Your goal:
Copy the rows below from the line containing "the front wheel" through the last row, both included, with the request unchanged. Shift each coordinate pair by adding 20 to both of its numbers.

Record excerpts:
----------------------------------------
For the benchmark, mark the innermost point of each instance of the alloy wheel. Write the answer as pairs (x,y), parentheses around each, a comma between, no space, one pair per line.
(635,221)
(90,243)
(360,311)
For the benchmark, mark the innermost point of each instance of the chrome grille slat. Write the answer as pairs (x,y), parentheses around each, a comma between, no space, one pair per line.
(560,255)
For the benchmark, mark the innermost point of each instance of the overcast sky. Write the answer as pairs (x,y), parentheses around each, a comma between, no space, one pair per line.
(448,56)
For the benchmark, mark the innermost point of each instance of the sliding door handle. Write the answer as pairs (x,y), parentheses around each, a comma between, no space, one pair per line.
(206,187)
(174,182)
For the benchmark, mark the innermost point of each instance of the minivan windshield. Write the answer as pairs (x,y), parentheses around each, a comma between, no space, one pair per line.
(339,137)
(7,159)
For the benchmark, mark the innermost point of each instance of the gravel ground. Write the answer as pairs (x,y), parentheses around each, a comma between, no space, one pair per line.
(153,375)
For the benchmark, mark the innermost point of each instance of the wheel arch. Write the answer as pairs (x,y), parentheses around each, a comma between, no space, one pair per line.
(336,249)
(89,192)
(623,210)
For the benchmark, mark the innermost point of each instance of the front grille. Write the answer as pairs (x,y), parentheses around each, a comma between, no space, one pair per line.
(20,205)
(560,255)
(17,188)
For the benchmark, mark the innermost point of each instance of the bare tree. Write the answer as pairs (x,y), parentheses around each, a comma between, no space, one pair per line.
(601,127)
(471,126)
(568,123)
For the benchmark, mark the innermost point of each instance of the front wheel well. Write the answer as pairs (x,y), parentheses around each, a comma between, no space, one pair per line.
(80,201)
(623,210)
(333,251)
----------------------------------------
Task output:
For the benchmark, mark the innermost point of each instance of the front wheel well. Write the answer as pairs (x,y), parentheses around each, a comma between, no space, one pair per line.
(100,221)
(643,230)
(353,271)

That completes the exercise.